══ Matériel de travail ══

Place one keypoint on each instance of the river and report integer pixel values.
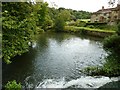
(55, 61)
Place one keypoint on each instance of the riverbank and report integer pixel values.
(89, 31)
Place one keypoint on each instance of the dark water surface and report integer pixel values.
(53, 57)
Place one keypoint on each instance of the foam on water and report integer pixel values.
(83, 82)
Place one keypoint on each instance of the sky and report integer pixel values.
(85, 5)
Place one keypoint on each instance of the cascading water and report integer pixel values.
(55, 61)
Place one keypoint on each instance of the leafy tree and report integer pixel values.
(19, 23)
(13, 86)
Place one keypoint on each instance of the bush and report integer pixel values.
(12, 85)
(118, 29)
(59, 24)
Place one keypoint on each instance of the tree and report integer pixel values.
(19, 23)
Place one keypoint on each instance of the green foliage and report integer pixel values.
(59, 24)
(118, 29)
(12, 85)
(20, 21)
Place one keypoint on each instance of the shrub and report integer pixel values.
(12, 85)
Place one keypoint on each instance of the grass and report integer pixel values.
(74, 28)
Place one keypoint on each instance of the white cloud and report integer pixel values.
(86, 5)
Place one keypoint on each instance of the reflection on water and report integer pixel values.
(55, 56)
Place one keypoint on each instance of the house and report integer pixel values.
(109, 16)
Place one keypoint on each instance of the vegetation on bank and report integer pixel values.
(77, 29)
(13, 85)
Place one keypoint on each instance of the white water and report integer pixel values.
(83, 82)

═══

Modifiez les lignes allant de celle qui contient « Place one keypoint on each instance of the house » jusqu'à la fin des enregistrements en remplaçant « house » par « cabin », puis recopiez-les en laissant tout le reste inchangé.

Place one keypoint on each instance of the cabin and report integer pixel values.
(109, 16)
Place one keypoint on each instance of the vegetation on bank and report integer pixel values.
(77, 29)
(13, 85)
Place one keypoint on each instance of the white water and report integer pixel values.
(83, 82)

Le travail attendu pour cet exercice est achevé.